About this exercise =>
Whatever runs from the line with "shrub, one point per instance." to the end of the records below must be copied exactly, with nothing else included.

[[ Information provided, beginning ]]

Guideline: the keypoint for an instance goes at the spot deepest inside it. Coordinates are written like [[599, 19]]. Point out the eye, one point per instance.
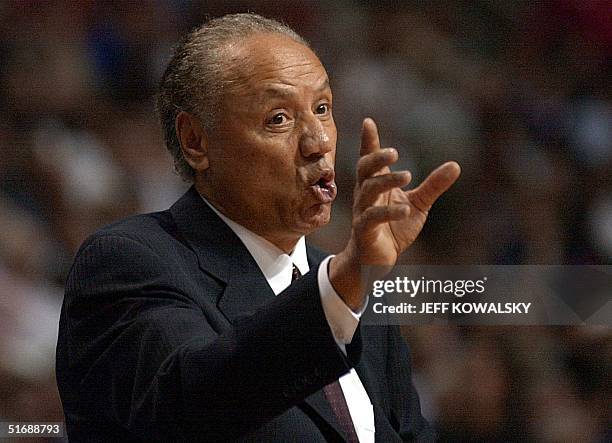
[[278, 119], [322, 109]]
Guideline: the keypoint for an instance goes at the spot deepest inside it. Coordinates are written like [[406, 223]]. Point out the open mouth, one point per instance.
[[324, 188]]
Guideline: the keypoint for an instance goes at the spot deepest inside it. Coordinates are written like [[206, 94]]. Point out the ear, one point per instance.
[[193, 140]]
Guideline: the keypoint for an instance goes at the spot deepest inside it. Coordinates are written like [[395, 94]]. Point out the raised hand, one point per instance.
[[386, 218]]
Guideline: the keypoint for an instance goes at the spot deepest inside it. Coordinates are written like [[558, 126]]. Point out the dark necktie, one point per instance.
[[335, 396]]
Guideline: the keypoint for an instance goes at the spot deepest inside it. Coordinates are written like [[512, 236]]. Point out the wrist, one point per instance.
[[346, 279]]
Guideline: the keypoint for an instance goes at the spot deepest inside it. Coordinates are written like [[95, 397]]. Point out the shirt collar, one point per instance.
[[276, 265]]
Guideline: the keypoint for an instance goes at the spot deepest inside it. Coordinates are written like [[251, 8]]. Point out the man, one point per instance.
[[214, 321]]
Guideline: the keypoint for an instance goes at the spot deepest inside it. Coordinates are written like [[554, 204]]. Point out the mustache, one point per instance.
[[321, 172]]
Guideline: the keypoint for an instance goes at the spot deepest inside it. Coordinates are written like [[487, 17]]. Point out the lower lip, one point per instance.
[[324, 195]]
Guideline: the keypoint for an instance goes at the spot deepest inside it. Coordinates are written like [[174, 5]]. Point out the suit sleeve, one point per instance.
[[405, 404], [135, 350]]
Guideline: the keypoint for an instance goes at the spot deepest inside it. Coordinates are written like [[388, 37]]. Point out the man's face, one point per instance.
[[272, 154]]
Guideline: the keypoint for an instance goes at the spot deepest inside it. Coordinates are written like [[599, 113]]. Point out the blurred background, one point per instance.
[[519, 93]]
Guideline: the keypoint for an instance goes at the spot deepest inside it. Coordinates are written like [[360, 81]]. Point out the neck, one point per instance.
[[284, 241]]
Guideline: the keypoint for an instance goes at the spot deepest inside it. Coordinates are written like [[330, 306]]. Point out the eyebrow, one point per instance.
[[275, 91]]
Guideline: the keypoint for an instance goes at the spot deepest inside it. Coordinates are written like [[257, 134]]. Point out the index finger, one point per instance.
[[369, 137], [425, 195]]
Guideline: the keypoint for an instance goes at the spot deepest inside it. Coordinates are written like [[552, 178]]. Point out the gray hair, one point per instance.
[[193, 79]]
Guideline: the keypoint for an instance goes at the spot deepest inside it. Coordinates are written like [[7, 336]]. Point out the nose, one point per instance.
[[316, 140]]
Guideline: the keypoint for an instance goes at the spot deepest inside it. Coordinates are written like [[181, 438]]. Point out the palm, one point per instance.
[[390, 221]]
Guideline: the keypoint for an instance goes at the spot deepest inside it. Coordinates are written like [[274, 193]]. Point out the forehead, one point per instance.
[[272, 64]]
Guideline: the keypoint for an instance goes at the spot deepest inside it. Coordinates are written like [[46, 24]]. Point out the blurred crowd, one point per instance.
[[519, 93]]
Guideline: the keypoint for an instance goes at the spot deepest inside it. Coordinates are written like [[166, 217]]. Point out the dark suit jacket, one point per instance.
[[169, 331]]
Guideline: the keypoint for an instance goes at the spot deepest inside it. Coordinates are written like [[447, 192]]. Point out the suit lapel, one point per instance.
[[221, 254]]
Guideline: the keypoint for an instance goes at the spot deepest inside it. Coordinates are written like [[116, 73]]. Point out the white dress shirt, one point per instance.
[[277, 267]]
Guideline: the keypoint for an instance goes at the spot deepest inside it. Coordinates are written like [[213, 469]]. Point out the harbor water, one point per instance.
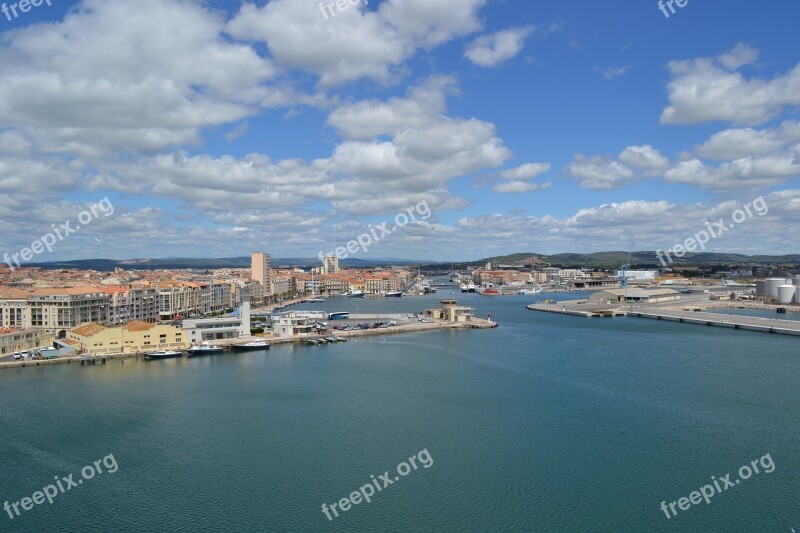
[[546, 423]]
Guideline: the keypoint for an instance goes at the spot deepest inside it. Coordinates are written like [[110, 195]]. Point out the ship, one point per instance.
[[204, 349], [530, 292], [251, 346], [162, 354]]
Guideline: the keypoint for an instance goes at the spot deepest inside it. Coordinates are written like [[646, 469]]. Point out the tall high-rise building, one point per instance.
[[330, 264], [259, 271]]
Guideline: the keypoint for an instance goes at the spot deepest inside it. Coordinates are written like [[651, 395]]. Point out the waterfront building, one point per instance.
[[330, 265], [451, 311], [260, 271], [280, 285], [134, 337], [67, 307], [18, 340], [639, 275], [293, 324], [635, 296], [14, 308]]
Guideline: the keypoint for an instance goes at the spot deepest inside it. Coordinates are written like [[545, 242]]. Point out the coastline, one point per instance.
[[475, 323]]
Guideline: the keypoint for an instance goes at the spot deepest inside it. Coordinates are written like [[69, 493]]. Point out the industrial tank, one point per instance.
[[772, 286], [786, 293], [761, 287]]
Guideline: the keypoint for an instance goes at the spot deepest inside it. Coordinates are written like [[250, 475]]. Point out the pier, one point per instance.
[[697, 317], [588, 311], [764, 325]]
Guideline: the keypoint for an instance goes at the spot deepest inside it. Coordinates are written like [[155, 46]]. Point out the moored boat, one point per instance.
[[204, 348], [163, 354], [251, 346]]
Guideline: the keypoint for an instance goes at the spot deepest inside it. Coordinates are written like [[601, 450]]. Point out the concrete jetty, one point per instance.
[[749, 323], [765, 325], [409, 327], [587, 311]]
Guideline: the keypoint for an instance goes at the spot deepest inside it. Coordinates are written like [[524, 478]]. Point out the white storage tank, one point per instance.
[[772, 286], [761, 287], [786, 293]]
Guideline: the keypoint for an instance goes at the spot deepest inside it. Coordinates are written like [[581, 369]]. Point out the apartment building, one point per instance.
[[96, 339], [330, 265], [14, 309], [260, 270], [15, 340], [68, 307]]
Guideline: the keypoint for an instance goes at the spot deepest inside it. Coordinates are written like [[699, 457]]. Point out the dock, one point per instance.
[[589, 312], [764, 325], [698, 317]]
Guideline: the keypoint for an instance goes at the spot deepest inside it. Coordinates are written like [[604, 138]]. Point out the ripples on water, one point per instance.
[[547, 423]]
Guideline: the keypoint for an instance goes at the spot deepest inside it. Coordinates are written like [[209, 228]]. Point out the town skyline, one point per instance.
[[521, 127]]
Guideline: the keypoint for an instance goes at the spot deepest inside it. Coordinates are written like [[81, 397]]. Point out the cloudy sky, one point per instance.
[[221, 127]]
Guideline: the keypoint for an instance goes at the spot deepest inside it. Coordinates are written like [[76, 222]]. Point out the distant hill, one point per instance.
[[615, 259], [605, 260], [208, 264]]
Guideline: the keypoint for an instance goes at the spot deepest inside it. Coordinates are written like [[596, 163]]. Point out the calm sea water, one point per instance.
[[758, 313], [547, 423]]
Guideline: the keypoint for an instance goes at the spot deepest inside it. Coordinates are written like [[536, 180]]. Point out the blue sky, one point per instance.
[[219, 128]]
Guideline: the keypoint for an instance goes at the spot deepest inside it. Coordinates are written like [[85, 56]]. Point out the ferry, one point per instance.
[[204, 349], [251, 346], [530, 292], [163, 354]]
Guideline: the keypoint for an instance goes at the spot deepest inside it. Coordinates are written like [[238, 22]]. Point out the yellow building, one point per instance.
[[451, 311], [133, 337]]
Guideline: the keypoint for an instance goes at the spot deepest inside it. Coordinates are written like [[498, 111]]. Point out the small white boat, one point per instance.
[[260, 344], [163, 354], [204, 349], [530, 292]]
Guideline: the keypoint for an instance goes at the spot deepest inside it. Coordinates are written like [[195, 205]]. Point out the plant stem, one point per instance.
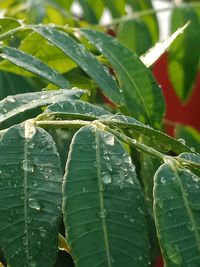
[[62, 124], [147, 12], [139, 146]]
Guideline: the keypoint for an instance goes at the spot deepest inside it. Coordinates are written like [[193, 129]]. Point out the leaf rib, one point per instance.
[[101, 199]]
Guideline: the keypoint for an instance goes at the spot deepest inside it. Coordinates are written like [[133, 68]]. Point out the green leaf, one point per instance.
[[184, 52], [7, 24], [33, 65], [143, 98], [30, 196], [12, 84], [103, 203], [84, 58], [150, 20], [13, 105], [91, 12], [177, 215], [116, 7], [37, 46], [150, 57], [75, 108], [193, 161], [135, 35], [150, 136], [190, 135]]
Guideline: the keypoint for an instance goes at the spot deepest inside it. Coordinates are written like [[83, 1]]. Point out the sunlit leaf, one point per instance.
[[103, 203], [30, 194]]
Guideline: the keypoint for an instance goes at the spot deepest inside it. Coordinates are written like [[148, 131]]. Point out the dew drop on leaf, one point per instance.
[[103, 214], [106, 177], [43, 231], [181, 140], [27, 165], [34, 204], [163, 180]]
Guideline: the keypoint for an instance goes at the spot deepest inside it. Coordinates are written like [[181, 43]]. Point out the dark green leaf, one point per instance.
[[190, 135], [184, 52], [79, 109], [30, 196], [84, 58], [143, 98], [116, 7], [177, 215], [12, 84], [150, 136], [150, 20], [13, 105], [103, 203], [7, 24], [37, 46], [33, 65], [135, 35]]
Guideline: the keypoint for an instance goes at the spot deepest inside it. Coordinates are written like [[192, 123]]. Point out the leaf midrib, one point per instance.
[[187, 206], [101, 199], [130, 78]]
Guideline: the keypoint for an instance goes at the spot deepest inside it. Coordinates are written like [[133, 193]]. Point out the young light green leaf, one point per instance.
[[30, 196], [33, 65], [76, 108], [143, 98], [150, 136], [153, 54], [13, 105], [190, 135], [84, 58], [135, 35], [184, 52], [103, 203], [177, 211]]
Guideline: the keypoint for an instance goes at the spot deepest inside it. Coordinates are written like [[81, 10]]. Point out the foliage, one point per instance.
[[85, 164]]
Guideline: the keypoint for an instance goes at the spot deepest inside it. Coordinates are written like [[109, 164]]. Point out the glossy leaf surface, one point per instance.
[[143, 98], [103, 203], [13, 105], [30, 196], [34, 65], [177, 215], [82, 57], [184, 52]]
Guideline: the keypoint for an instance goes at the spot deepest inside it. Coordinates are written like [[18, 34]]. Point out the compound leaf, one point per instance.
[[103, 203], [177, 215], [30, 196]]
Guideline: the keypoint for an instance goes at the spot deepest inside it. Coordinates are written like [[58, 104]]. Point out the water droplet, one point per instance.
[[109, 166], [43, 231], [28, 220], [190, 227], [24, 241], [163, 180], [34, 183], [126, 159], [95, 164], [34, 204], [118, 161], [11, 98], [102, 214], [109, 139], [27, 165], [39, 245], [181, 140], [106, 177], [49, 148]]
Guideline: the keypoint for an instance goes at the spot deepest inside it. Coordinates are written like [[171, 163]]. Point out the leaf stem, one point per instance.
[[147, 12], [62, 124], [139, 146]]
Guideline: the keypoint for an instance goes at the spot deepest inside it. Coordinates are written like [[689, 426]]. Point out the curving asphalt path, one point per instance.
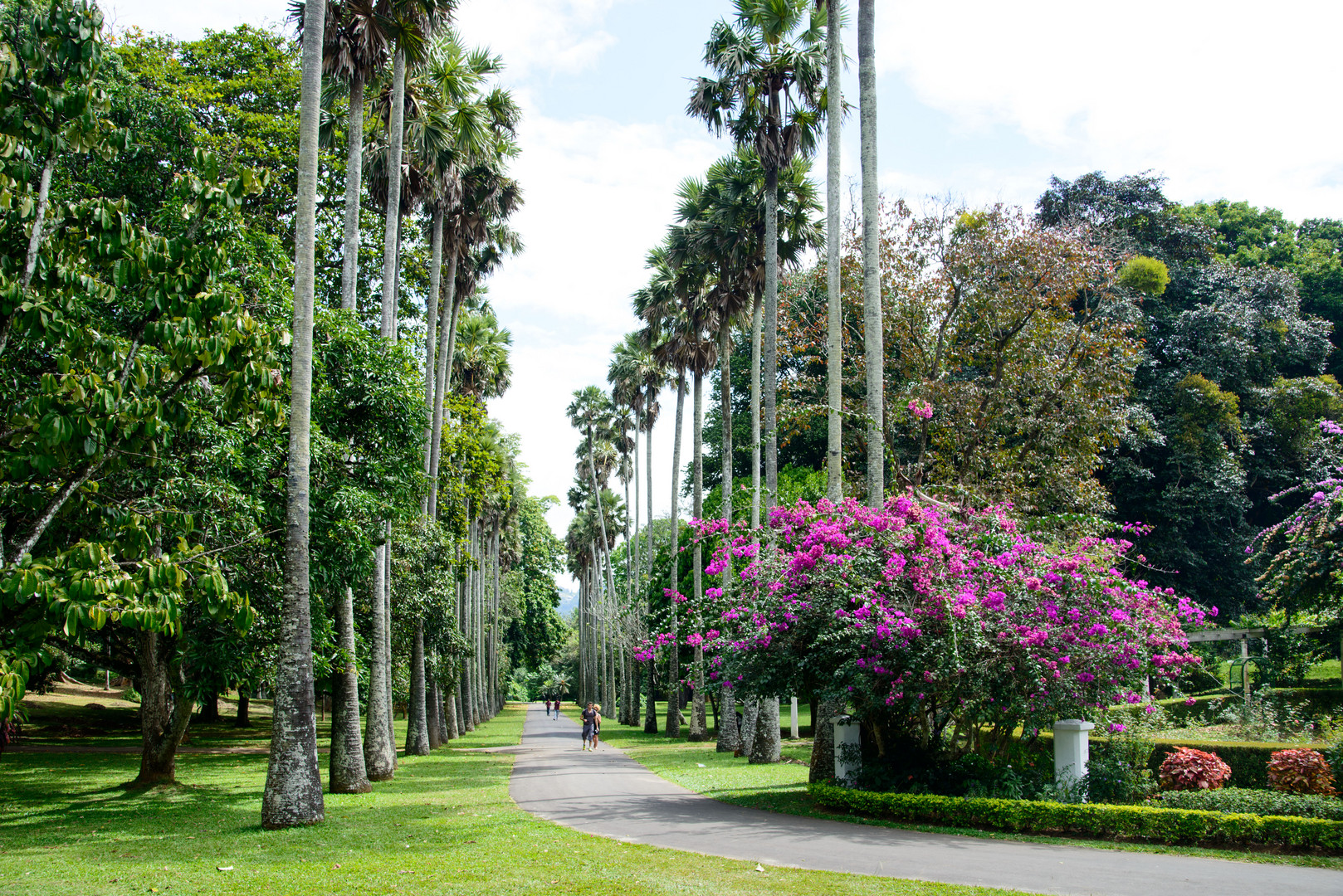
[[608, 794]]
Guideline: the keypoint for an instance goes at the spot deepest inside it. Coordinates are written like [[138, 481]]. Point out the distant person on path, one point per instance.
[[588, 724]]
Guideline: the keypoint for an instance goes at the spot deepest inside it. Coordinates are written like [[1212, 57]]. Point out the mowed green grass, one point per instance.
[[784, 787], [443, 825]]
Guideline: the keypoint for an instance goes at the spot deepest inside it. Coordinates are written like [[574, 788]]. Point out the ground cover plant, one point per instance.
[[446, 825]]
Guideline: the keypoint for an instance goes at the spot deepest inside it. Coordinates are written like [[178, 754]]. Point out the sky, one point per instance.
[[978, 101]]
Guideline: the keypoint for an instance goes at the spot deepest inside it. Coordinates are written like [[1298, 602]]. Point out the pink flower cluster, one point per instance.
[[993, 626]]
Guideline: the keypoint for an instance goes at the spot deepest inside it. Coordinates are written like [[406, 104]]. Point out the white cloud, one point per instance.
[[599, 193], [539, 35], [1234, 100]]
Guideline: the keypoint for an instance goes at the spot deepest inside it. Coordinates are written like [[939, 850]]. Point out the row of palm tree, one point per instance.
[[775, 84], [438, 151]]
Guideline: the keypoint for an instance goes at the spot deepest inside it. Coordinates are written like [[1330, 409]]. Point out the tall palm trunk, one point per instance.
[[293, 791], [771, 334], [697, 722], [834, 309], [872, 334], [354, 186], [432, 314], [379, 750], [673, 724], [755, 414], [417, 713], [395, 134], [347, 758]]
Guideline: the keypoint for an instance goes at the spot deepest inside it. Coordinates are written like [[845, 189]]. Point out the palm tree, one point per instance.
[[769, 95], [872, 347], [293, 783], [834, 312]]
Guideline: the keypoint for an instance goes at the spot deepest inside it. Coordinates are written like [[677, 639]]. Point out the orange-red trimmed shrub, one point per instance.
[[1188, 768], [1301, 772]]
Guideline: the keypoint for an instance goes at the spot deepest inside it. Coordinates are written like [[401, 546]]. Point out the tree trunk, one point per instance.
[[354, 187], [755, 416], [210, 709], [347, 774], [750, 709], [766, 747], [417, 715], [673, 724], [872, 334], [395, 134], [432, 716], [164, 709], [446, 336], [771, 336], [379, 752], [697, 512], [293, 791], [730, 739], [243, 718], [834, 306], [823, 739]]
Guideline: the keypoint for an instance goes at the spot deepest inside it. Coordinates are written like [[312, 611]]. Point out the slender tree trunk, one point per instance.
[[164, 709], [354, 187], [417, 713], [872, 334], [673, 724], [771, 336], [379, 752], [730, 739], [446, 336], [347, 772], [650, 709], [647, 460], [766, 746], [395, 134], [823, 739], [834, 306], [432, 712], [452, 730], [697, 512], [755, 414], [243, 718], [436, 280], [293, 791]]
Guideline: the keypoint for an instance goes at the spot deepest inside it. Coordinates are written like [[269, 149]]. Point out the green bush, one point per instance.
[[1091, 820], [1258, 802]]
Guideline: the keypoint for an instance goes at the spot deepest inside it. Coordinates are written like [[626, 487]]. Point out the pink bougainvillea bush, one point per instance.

[[ Information provided, end ]]

Answer =>
Guideline: the keypoint for an instance goes at the spot deepest inside it. Coordinates are written like [[677, 639]]. Point out the orange-red trimmed shrub, one point per instance.
[[1188, 768], [1301, 772]]
Guideline: the keypoint for an instance goes at the spot deepest inside it. Coordinates are written like [[401, 546]]. Point out the tree trunk, one point per instance.
[[354, 187], [755, 416], [210, 709], [347, 774], [750, 709], [766, 747], [417, 715], [673, 724], [872, 334], [395, 134], [432, 716], [164, 709], [446, 336], [771, 336], [379, 752], [697, 512], [293, 791], [730, 739], [243, 718], [834, 306], [823, 739]]
Guideline: the keypoint for an instance goes at the spot deepest inside it. Coordinates are written like [[312, 611]]. Point out the slender tree trunk, one point per instance.
[[164, 709], [354, 187], [417, 713], [872, 334], [673, 724], [771, 336], [379, 752], [730, 739], [446, 336], [347, 772], [650, 709], [647, 460], [766, 746], [395, 134], [823, 739], [834, 306], [432, 712], [452, 730], [697, 512], [755, 414], [243, 718], [436, 280], [293, 791]]
Guideline: the keypoint for an instance goes at the spot deepest inside it. Coordinates are written like [[269, 149]]. Point out the green bush, one point per instance.
[[1091, 820], [1258, 802]]
Guideline: the keypoint for an instance goes at the spot deepest inside it. Coordinates are written like [[626, 487]]. Point out the pink bougainvillea bush, one point per instance.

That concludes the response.